◆ **Set problem 1**
In the passage on China's review by the UN Committee on the Elimination of Racial Discrimination, on what date did the Chinese government provide its follow-up response?
◆ **Set problem 2**
Select every line in the rows that contains the string "tree".

In August 2018, China underwent a periodic review by the UN Committee on the Elimination of Racial Discrimination on the country’s implementation of obligations under the International Convention on the Elimination of All Forms of Racial Discrimination (CERD). Among the key topics of the Committee’s inquiry during the interactive dialogue with the Chinese delegation (Day 1, Day 2) was China’s widely-reported detention of more than one million Uyghurs and other ethnic Muslims in the Xinjiang Uyghur Autonomous Region.

In its Concluding Observations issued in September 2018, the Committee requested China to respond within one year to a number of questions and recommendations the Committee put forth, including those concerning the extralegal detention of Uyghurs and other ethnic minorities in Xinjiang.

The Chinese government provided its follow-up response on October 8, 2019, but in Chinese only. Below is the Chinese original and HRIC’s English translation of the “Chinese Government’s Follow-up Response to the Concluding Observations of the UN Committee on the Elimination of Racial Discrimination.”

◆ **Dataset content**
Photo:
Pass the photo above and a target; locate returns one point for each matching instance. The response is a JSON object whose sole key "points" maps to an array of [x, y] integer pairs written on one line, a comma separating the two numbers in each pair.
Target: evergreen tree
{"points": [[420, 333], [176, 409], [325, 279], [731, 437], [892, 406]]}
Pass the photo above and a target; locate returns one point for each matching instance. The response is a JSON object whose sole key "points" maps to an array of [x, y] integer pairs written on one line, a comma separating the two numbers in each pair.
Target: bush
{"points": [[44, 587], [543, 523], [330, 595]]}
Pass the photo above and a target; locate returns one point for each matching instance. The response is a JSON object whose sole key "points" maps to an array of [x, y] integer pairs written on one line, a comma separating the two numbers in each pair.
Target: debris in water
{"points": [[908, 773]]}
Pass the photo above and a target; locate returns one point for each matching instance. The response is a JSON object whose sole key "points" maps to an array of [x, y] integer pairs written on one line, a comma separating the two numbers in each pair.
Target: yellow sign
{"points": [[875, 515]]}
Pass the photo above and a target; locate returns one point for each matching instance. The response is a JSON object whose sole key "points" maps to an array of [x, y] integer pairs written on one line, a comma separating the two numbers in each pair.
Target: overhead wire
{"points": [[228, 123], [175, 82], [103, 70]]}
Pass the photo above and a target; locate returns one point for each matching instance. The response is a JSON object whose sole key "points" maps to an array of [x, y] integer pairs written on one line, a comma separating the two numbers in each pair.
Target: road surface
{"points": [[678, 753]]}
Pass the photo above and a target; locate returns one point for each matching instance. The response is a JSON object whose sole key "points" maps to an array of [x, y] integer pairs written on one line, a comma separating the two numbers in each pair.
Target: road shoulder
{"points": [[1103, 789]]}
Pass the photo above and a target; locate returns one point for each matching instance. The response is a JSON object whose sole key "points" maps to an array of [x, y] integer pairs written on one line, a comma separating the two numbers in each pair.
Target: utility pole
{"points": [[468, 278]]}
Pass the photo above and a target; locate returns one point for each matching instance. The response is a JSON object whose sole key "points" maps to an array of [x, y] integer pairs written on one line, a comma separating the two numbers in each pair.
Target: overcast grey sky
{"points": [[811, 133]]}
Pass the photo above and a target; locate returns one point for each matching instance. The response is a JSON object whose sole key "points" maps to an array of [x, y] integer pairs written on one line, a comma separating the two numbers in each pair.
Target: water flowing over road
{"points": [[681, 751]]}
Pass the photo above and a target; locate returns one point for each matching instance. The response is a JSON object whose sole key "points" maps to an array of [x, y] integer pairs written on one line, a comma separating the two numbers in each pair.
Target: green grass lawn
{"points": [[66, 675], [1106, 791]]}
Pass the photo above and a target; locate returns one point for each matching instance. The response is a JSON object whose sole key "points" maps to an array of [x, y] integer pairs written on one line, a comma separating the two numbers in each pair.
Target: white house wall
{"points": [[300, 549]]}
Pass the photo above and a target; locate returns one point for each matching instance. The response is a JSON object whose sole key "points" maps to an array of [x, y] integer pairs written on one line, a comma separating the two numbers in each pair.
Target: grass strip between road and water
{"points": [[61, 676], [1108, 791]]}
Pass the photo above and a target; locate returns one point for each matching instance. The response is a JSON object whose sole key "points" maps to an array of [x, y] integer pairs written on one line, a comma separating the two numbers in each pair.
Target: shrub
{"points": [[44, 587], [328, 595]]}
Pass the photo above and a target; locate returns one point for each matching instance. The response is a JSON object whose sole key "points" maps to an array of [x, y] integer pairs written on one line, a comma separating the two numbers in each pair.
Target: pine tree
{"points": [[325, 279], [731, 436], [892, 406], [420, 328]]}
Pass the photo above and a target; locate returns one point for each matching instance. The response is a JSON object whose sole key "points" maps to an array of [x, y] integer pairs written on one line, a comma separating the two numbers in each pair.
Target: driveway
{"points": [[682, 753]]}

◆ **Reply 1**
October 8, 2019.

◆ **Reply 2**
Target: evergreen tree
Target: pine tree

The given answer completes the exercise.